This disclosure relates to obtaining an apparent formation dip using measurements of different effective penetration length (EPL).
This section is intended to introduce the reader to various aspects of art that may be related to various aspects of the present techniques, which are described and/or claimed below. This discussion is believed to be helpful in providing the reader with background information to facilitate a better understanding of the various aspects of the present disclosure. Accordingly, it should be understood that these statements are to be read in this light, and not as admissions of prior art.
A well drilled through a geological formation may pass through numerous strata of different types of rock. The interfaces between different strata of the formation may be referred to as bed boundaries. The bed boundaries form part of the structure of the geological formation. Knowing the placement of the bed boundaries in the geological formation thus may help locate zones of interest, such as those that contain oil, gas, and/or water. One useful description of the bed boundaries is known as formation dip. Formation dip is understood as the angle between a bed boundary and a horizontal plane.
A well drilled through the formation will pass through a bed boundary at a relative angle that varies depending on the formation dip of the bed boundary. Knowing the angle of the formation bed boundaries in relation to the apparent inclination of the well, an angle which may be referred to as apparent formation dip, may be particularly useful both for drilling into the stratum of the formation where the zone of interest is located, as well as for locating the placement of the bed boundaries throughout the geological formation. Many downhole tools that can determine formation dip, however, may do so using a number of additional components that may add to the cost and complexity of the downhole tool.
A summary of certain embodiments disclosed herein is set forth below. It should be understood that these aspects are presented merely to provide the reader with a brief summary of these certain embodiments and that these aspects are not intended to limit the scope of this disclosure. Indeed, this disclosure may encompass a variety of aspects that may not be set forth below.
This disclosure relates to identifying formation boundaries without necessarily obtaining an azimuthal borehole image. In one example, a downhole tool may be placed in a wellbore in a geological formation that has a formation boundary. First and second measurements may be obtained at a number of depths of the wellbore. The first measurement may have a first effective penetration length into the geological formation and the second measurement may have a second effective penetration length into the geological formation different from the first effective penetration length. Thus, the first measurement may detect the formation boundary at a first depth and the second measurement may detect the formation boundary at a second depth. Using a difference between the first depth and the second depth, an apparent relative angle between the wellbore and the formation boundary or an apparent formation dip, or both, may be obtained.
Various refinements of the features noted above may be undertaken in relation to various aspects of the present disclosure. Further features may also be incorporated in these various aspects as well. These refinements and additional features may exist individually or in any combination. For instance, various features discussed below in relation to one or more of the illustrated embodiments may be incorporated into any of the above-described aspects of the present disclosure alone or in any combination. The brief summary presented above is intended only to familiarize the reader with certain aspects and contexts of embodiments of the present disclosure without limitation to the claimed subject matter.

→ **STATED TASK 1**
Reproduce word for word the portion of the formation dip passage starting at "A well drilled through the" and ending at "the downhole tool.".
→ **STATED TASK 2**
Answer these questions from the formation dip passage:
(a) What may the interfaces between different strata of a formation be called?
(b) How is formation dip defined?
(c) What is used to obtain an apparent relative angle between the wellbore and the formation boundary, or an apparent formation dip?
→ **STATED TASK 3**
Extend the formation dip passage with new text that follows on from its final sentence.
The material placed after the formation dip passage is separate from it.

→ **PROVIDED MATERIAL**
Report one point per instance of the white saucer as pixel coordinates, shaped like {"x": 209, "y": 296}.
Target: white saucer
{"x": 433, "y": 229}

→ **EXPECTED OUTPUT 1**
A well drilled through the formation will pass through a bed boundary at a relative angle that varies depending on the formation dip of the bed boundary. Knowing the angle of the formation bed boundaries in relation to the apparent inclination of the well, an angle which may be referred to as apparent formation dip, may be particularly useful both for drilling into the stratum of the formation where the zone of interest is located, as well as for locating the placement of the bed boundaries throughout the geological formation. Many downhole tools that can determine formation dip, however, may do so using a number of additional components that may add to the cost and complexity of the downhole tool.

→ **EXPECTED OUTPUT 2**
(a) Bed boundaries.
(b) As the angle between a bed boundary and a horizontal plane.
(c) A difference between the first depth and the second depth.

→ **EXPECTED OUTPUT 3**
Various aspects of this disclosure may be better understood upon reading the following detailed description and upon reference to the drawings in which:
One or more specific embodiments of the present disclosure will be described below. These described embodiments are only examples of the presently disclosed techniques. Additionally, in an effort to provide a concise description of these embodiments, all features of an actual implementation may not be described in the specification. It should be appreciated that in the development of any such actual implementation, as in any engineering or design project, numerous implementation-specific decisions must be made to achieve the developers' specific goals, such as compliance with system-related and business-related constraints, which may vary from one implementation to another. Moreover, it should be appreciated that such a development effort might be complex and time consuming, but would nevertheless be a routine undertaking of design, fabrication, and manufacture for those of ordinary skill having the benefit of this disclosure.
When introducing elements of various embodiments of the present disclosure, the articles “a,” “an,” and “the” are intended to mean that there are one or more of the elements. The terms “comprising,” “including,” and “having” are intended to be inclusive and mean that there may be additional elements other than the listed elements. Additionally, it should be understood that references to “one embodiment” or “an embodiment” of the present disclosure are not intended to be interpreted as excluding the existence of additional embodiments that also incorporate the recited features.
When a well is drilled through a geological formation, the well may pass through numerous strata of different types of rock. Each of these may be referred to as a formation bed, and the interface between different beds may be referred to as a bed boundary. The bed boundaries form part of the structure of the geological formation. Knowing the placement of the bed boundaries in the geological formation thus may help locate zones of interest, such as those that contain oil, gas, and/or water. One useful description of the bed boundaries is known as formation dip. Formation dip is understood as the angle between a bed boundary and a horizontal plane.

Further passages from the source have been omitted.